Instructions to follow> Every line of the data below should be repeated exactly, and no picture should be copied.

Exercise material>
++++++
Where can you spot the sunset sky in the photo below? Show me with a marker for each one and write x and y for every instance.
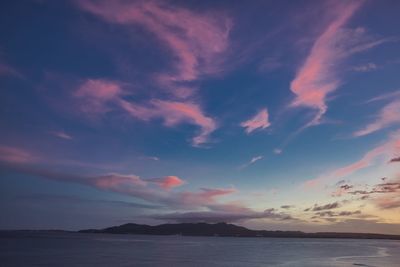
(277, 115)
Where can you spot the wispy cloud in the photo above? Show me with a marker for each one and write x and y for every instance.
(174, 113)
(97, 97)
(62, 135)
(197, 41)
(382, 152)
(97, 94)
(365, 67)
(168, 182)
(318, 76)
(152, 190)
(13, 155)
(388, 116)
(259, 121)
(252, 161)
(329, 206)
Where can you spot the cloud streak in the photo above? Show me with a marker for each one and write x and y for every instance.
(387, 117)
(196, 41)
(259, 121)
(318, 76)
(382, 152)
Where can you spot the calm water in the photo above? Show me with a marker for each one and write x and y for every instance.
(128, 250)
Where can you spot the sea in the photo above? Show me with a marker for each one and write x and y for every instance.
(78, 249)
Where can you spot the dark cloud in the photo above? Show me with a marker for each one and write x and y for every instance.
(80, 200)
(335, 214)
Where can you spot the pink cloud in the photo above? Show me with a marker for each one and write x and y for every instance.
(196, 40)
(317, 77)
(12, 155)
(259, 121)
(96, 94)
(387, 117)
(62, 135)
(168, 182)
(150, 190)
(252, 161)
(114, 181)
(173, 114)
(384, 152)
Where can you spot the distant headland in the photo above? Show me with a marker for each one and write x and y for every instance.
(227, 230)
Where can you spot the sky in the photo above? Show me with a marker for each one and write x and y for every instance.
(276, 115)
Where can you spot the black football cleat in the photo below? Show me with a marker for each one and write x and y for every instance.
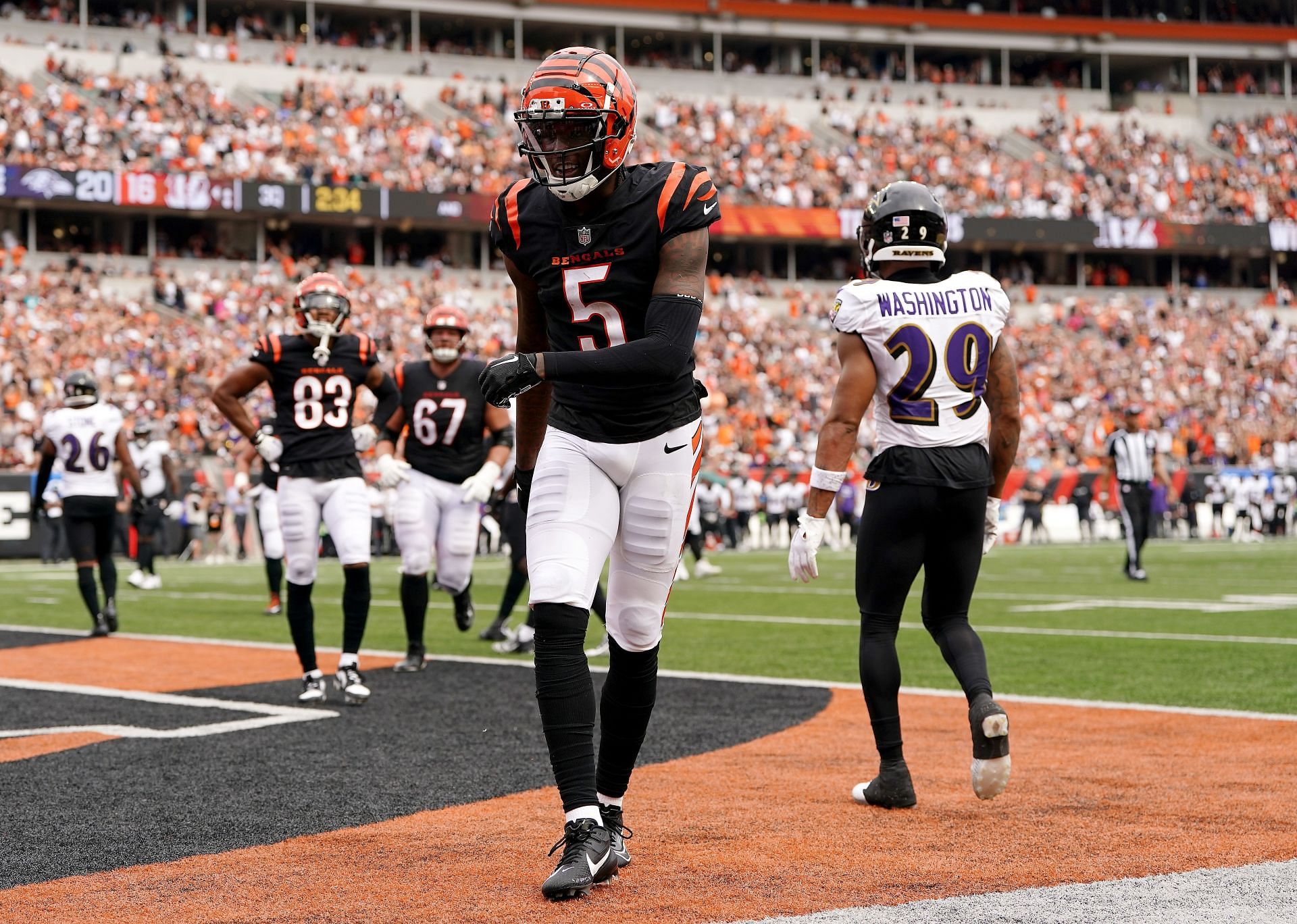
(586, 861)
(414, 660)
(494, 632)
(465, 611)
(890, 790)
(991, 763)
(617, 832)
++++++
Solved problem>
Where can you spot the sunset sky in the photo below? Show me with a marker for each one and write x and y for every instance.
(277, 115)
Where can you spot the wispy cloud in the photo above? Show me with a marker for each one and write x and y for every instance.
(174, 113)
(97, 97)
(62, 135)
(197, 41)
(382, 152)
(97, 94)
(365, 67)
(168, 182)
(318, 76)
(152, 190)
(13, 155)
(388, 116)
(259, 121)
(252, 161)
(329, 206)
Where can you spot the cloud streak in the photo above? Show me with a marker for each one and write x and y for every instance.
(387, 117)
(196, 41)
(259, 121)
(318, 76)
(382, 152)
Where can you spot the calm water in the photo above? Show me with a marker for each one and write x and y for every instance.
(128, 250)
Where can you spot the sea in the photo above? Show me with a marker for each one and write x and y for every instance.
(78, 249)
Where can you spot the dark cloud in the photo above? Show me with a marker for each one and write x and y for every instance.
(80, 200)
(335, 214)
Where can you spot the pink cloud in the photo above? Show me with a marker for each one and write x and y for every instance.
(196, 40)
(317, 77)
(12, 155)
(259, 121)
(96, 94)
(387, 117)
(62, 135)
(168, 182)
(150, 190)
(252, 161)
(114, 181)
(173, 114)
(384, 152)
Where can you spot the distant headland in the photo above? Show me with a marker for each one and write x and y for every instance.
(227, 230)
Where can you spot the sky in the photo above? Show me with a marker for each one and write x and y for every instance.
(276, 115)
Where can you spot the black football cleat in the photo below? Show me with a marker for each one and write x and y for every instance.
(586, 861)
(414, 660)
(494, 632)
(465, 611)
(890, 790)
(991, 763)
(617, 832)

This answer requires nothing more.